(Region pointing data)
Segment Open
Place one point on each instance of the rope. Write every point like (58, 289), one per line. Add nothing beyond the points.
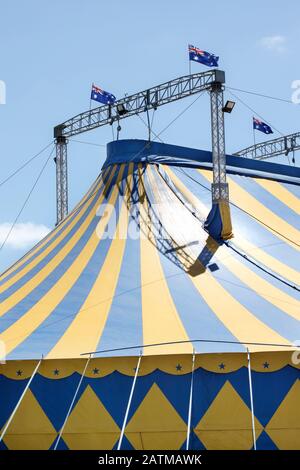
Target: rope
(26, 200)
(24, 165)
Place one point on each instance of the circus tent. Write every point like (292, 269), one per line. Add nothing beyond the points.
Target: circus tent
(135, 328)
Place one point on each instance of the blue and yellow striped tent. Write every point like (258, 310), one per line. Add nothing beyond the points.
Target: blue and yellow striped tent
(132, 274)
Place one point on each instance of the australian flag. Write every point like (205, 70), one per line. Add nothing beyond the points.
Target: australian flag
(261, 126)
(102, 96)
(203, 57)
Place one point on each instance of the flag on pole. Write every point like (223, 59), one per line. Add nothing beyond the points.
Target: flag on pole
(97, 94)
(202, 57)
(261, 126)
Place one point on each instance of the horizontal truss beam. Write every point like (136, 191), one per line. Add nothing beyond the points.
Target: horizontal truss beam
(139, 102)
(272, 148)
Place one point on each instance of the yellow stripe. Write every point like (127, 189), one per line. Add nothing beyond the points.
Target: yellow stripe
(29, 322)
(17, 296)
(47, 239)
(249, 248)
(280, 192)
(85, 331)
(248, 203)
(161, 322)
(237, 319)
(48, 250)
(262, 287)
(267, 260)
(189, 196)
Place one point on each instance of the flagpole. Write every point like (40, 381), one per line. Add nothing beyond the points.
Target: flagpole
(90, 97)
(254, 141)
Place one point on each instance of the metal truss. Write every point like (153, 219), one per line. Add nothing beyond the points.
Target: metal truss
(272, 148)
(219, 186)
(146, 100)
(140, 102)
(61, 179)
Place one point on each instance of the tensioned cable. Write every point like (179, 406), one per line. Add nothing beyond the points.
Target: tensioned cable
(27, 199)
(87, 143)
(235, 249)
(24, 164)
(243, 210)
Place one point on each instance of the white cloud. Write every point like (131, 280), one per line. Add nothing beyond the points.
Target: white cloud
(23, 235)
(275, 43)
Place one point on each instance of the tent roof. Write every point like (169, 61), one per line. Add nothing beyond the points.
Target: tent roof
(132, 265)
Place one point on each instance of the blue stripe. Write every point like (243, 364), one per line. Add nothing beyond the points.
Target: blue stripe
(252, 230)
(33, 297)
(58, 231)
(124, 326)
(197, 317)
(44, 338)
(268, 200)
(276, 319)
(36, 269)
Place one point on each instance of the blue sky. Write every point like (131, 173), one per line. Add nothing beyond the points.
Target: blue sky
(50, 52)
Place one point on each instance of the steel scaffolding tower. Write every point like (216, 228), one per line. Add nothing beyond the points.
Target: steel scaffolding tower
(272, 148)
(219, 186)
(61, 179)
(182, 87)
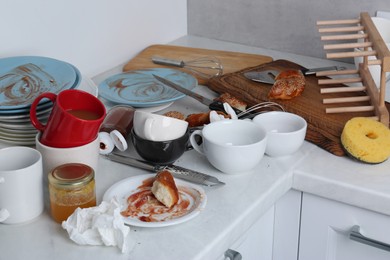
Segment Closed
* **What is needed**
The result should be the same data as above, line for line, with the pictures gone.

* **Solution to this exercise**
Place one point on each instance of the rope. Write every point like (58, 289), one per line. Add nothing beyond the points.
Target: rope
(26, 200)
(24, 165)
Place one point on each instance of the circus tent. Write every point like (292, 269), one per line. Add nothing beyond the points.
Target: circus tent
(135, 328)
Place one point on each instance of the blue and yellow striped tent. Write every point like (258, 310), one per line. Add nothing beyond the points.
Target: blue and yellow striped tent
(132, 274)
Place one point on each instance of the australian flag. Write every point like (205, 70), one per line. Add nothing beyond the points.
Target: australian flag
(261, 126)
(102, 96)
(203, 57)
Place one point on each instance of the flag on pole. Write every point like (223, 59), one per line. Add nothing beyond the points.
Target: flag on pole
(97, 94)
(202, 57)
(261, 126)
Place one point on each instance of the horizontal truss beam. Write every point like (136, 191), one per line. Add nothing beyond the points.
Target: horizontal truss beam
(139, 102)
(272, 148)
Place one point on each instance of the yellow stripe. Write every point like (127, 189), one per line. Add nothing beyond the points.
Target: yellow stripe
(29, 322)
(17, 296)
(47, 239)
(249, 248)
(280, 192)
(85, 331)
(248, 203)
(161, 322)
(237, 319)
(48, 250)
(262, 287)
(267, 260)
(189, 196)
Place one point on each instance of the flagpole. Write every point like (40, 381), one per line. Add nothing beyond the points.
Target: flagpole
(90, 97)
(254, 141)
Place one point on each instance of the metal truss. Write every point like (153, 219), one per line. Add nothing beyond the points.
Target: metal truss
(272, 148)
(219, 186)
(146, 100)
(140, 102)
(61, 179)
Place one point on each instance of the tensioned cable. Write every point like (179, 406), one per line. Add nothing beyond the points.
Target: tensioned cable
(27, 199)
(87, 143)
(235, 249)
(24, 164)
(243, 210)
Place one point on each instance of the white cloud. Write every point like (131, 280), one per line. Add nothing beyond the points.
Target: white cloud
(23, 235)
(275, 43)
Place one point on each instance of the tent roof. Write every point like (169, 61), one per line. Add nothing beyond the points.
Target: tent roof
(132, 265)
Place one point on each instance of the blue stripe. Write every point like (243, 364), one per line. Add nothing beyond the points.
Target: blue stripe
(252, 230)
(33, 297)
(58, 231)
(124, 326)
(197, 317)
(44, 338)
(268, 200)
(276, 319)
(36, 269)
Place one point on each instance of the blue sky. Write every point like (131, 173), one per line. Add nothing beyond the points.
Target: blue sky
(50, 52)
Place one point on each instance of the steel scaffolding tower. Write every point like (216, 228), one per line. Add nothing beyond the points.
Target: steel scaffolding tower
(272, 148)
(219, 186)
(61, 179)
(182, 87)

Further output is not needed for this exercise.